● **Exercise aim**
Identify each line in the records below that contains the string "positive", and copy every such line in full. The match is case-sensitive.

[Start of Attachment]

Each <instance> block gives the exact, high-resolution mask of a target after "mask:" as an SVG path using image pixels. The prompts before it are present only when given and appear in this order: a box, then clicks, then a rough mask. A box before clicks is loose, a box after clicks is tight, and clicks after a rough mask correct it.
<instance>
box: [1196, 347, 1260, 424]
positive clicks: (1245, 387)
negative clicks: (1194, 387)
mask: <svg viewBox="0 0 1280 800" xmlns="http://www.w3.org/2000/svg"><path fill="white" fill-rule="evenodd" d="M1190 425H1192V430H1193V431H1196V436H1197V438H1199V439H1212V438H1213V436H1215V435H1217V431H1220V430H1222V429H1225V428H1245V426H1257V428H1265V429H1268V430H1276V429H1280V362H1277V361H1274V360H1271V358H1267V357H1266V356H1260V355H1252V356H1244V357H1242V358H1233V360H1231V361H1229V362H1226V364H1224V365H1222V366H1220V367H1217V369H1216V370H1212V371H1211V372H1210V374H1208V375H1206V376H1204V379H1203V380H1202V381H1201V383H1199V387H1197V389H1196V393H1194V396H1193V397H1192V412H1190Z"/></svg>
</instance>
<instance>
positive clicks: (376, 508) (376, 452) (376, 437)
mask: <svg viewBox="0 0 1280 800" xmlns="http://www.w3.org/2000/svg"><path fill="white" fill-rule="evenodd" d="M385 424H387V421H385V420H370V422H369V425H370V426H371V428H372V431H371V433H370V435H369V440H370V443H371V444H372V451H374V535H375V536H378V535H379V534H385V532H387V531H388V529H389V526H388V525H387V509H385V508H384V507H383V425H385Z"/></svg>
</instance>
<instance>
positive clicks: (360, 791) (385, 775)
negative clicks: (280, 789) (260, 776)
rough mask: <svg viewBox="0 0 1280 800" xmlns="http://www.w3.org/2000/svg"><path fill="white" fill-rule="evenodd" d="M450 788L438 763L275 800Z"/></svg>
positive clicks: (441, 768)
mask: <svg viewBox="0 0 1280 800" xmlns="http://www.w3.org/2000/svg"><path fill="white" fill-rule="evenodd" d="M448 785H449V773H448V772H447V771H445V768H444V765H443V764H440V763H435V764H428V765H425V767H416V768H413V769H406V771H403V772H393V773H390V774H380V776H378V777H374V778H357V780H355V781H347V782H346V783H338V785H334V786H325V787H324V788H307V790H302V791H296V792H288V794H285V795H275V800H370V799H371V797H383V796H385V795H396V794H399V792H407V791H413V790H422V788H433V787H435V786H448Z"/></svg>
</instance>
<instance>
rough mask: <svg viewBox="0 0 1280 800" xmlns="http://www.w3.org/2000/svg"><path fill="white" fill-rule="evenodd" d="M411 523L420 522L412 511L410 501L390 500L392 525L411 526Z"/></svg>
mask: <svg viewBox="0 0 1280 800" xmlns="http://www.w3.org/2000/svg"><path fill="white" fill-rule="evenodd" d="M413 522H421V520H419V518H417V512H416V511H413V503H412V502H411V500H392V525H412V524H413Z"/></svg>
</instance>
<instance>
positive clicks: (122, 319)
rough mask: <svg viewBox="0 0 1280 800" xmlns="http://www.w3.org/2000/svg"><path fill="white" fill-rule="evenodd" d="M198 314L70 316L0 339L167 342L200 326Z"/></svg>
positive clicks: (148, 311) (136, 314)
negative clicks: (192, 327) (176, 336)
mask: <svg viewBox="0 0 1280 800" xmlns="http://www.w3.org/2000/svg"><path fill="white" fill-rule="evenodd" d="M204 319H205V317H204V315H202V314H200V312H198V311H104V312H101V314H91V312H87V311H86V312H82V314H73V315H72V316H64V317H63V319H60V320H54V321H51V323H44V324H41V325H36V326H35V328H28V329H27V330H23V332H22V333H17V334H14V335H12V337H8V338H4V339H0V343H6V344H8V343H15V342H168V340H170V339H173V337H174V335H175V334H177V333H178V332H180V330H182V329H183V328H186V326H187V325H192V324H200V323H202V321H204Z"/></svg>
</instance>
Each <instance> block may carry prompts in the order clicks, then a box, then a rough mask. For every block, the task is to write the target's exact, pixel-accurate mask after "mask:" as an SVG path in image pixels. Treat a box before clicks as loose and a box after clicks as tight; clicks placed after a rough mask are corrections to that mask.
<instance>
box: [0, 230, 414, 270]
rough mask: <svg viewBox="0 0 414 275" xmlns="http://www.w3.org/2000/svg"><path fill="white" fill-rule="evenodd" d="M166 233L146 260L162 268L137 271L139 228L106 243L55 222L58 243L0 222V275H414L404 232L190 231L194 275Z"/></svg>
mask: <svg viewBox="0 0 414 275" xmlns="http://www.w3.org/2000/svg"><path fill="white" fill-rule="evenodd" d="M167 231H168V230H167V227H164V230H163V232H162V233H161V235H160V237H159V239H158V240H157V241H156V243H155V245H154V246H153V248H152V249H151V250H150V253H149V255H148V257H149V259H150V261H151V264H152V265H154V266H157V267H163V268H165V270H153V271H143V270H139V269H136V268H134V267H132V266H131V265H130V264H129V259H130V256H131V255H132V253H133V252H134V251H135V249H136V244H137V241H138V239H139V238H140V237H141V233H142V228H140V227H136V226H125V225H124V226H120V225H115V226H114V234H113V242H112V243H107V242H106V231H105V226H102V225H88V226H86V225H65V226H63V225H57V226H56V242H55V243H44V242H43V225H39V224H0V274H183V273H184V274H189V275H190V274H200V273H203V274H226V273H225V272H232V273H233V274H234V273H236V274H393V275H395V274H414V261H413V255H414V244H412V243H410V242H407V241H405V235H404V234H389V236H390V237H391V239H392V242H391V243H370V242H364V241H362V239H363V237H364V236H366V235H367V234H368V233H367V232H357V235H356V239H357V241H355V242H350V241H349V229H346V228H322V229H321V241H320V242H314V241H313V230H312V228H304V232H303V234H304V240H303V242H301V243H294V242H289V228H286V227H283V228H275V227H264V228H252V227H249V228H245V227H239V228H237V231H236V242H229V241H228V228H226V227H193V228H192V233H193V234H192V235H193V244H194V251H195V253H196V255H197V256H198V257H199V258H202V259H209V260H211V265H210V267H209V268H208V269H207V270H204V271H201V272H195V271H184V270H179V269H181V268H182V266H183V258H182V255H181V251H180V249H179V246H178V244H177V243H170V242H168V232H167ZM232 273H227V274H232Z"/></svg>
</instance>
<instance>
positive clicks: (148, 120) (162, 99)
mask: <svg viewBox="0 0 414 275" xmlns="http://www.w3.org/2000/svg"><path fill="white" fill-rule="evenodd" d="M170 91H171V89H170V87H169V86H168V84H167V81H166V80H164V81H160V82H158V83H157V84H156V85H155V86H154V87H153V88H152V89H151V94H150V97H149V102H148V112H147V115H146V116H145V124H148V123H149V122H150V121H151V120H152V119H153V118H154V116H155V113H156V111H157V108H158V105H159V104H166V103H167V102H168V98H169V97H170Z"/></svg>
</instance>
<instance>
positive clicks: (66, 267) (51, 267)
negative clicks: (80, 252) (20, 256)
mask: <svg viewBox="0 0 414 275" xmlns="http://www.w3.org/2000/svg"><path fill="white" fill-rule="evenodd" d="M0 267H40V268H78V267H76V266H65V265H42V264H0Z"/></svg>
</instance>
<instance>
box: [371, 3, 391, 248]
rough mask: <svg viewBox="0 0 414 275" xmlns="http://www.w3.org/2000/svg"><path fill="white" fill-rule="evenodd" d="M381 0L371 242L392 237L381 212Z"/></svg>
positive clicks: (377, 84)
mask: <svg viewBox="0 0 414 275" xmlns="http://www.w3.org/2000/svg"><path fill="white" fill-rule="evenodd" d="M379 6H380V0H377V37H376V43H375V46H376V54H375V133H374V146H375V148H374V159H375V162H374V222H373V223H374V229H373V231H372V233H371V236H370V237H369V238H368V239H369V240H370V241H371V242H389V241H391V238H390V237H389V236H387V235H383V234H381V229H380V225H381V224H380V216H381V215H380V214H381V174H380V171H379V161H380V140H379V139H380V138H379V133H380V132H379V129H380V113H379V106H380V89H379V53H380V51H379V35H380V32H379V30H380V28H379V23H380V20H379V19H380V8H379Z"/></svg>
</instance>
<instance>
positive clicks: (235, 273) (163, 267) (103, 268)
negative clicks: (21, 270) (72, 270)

[End of Attachment]

● **Completed exercise**
positive clicks: (1245, 387)
positive clicks: (376, 508) (376, 452) (376, 437)
positive clicks: (360, 791) (385, 775)
positive clicks: (441, 768)
positive clicks: (122, 319)
positive clicks: (148, 311) (136, 314)
positive clicks: (148, 120) (162, 99)
positive clicks: (66, 267) (51, 267)
positive clicks: (377, 84)
positive clicks: (235, 273) (163, 267) (103, 268)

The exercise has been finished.